====== Entries provided ======

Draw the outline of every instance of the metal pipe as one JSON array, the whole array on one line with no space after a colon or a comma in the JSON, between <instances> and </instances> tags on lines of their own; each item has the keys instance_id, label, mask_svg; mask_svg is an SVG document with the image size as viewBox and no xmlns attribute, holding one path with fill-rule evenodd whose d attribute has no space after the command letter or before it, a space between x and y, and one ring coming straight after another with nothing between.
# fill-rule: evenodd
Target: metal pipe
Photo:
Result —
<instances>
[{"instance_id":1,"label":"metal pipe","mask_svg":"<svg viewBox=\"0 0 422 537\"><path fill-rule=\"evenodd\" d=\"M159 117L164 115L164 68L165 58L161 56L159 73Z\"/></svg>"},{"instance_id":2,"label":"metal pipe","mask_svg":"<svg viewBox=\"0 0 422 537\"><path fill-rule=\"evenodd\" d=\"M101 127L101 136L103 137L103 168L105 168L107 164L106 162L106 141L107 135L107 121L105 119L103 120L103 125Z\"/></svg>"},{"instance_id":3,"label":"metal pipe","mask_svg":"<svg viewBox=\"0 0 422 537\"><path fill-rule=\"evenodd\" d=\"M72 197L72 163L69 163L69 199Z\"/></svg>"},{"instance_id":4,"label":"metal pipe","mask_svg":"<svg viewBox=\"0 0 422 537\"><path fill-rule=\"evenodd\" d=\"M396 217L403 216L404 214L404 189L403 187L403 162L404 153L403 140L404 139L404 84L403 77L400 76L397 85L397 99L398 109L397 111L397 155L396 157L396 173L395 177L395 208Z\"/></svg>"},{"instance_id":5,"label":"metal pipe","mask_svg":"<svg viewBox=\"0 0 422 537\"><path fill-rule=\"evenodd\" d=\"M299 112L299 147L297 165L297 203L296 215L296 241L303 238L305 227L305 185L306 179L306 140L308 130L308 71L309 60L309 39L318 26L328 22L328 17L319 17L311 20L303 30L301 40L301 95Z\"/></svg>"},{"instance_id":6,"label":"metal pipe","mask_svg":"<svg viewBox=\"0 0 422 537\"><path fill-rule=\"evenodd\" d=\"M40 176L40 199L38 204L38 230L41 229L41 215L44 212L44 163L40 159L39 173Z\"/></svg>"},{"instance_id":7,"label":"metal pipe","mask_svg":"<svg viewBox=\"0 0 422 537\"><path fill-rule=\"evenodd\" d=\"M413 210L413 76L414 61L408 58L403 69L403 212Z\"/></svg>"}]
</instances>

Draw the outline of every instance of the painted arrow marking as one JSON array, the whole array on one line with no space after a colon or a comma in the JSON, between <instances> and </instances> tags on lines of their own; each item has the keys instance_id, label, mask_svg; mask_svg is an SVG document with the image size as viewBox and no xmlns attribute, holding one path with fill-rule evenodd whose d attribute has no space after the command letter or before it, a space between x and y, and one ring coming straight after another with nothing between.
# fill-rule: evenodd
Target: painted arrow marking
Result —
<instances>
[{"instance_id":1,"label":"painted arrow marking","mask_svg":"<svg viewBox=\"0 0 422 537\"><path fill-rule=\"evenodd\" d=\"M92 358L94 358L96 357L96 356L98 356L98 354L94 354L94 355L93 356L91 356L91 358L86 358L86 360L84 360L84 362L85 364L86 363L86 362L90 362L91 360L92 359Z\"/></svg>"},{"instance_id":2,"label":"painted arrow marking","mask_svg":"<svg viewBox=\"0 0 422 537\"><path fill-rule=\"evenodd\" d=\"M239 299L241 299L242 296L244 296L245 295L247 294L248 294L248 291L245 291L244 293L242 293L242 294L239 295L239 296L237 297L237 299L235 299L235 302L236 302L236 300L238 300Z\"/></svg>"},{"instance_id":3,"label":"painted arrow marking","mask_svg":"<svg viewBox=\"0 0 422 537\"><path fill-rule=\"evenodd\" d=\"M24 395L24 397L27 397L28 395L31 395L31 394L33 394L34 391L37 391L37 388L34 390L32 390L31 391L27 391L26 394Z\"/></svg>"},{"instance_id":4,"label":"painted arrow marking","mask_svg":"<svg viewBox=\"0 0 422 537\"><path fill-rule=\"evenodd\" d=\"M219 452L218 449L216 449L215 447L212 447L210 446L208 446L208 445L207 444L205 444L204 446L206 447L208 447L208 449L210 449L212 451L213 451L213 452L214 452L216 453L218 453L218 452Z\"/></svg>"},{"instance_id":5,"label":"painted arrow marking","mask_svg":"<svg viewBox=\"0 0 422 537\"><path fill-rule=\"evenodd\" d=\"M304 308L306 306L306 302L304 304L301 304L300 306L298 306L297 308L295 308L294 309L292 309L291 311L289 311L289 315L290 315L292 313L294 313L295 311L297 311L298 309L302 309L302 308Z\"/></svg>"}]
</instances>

======

What you have to do: Arrange the lines of the listing, from the line containing "Draw the outline of every instance of the painted" through the end of the listing, as a Markdown table with columns headed Row and Line. Skip blank lines.

Result of this exercise:
| Row | Line |
|---|---|
| 1 | Draw the outline of every instance of the painted arrow marking as one JSON array, the whole array on one line with no space after a colon or a comma in the JSON, between <instances> and </instances> tags on lines of their own; each item has the keys instance_id, label, mask_svg; mask_svg is an SVG document with the image size as viewBox and no xmlns attribute, holding one path with fill-rule evenodd whose d attribute has no space after the command letter or before it, a space between x and y, and one ring coming straight after another with nothing between. |
| 2 | # fill-rule: evenodd |
| 3 | Target: painted arrow marking |
| 4 | Result — |
| 5 | <instances> |
| 6 | [{"instance_id":1,"label":"painted arrow marking","mask_svg":"<svg viewBox=\"0 0 422 537\"><path fill-rule=\"evenodd\" d=\"M92 358L94 358L96 357L96 356L98 356L98 354L94 354L94 355L93 356L91 356L91 358L86 358L86 360L84 360L84 362L85 364L86 363L86 362L90 362L91 360L92 359Z\"/></svg>"},{"instance_id":2,"label":"painted arrow marking","mask_svg":"<svg viewBox=\"0 0 422 537\"><path fill-rule=\"evenodd\" d=\"M239 299L241 299L242 296L244 296L245 295L247 294L248 294L248 291L245 291L244 293L242 293L242 294L239 295L239 296L237 297L237 299L235 299L235 302L236 302L236 300L238 300Z\"/></svg>"},{"instance_id":3,"label":"painted arrow marking","mask_svg":"<svg viewBox=\"0 0 422 537\"><path fill-rule=\"evenodd\" d=\"M24 395L24 397L27 397L28 395L31 395L31 394L33 394L34 391L37 391L37 388L34 390L32 390L31 391L27 391L26 394Z\"/></svg>"},{"instance_id":4,"label":"painted arrow marking","mask_svg":"<svg viewBox=\"0 0 422 537\"><path fill-rule=\"evenodd\" d=\"M219 452L218 449L216 449L215 447L212 447L210 446L208 446L208 445L207 444L205 444L204 446L206 447L208 447L208 449L210 449L212 451L213 451L213 452L214 452L216 453L218 453L218 452Z\"/></svg>"},{"instance_id":5,"label":"painted arrow marking","mask_svg":"<svg viewBox=\"0 0 422 537\"><path fill-rule=\"evenodd\" d=\"M304 308L306 306L306 302L304 304L301 304L300 306L298 306L297 308L295 308L294 309L292 309L291 311L289 311L289 315L290 315L292 313L294 313L295 311L297 311L298 309L302 309L302 308Z\"/></svg>"}] |
| 7 | </instances> |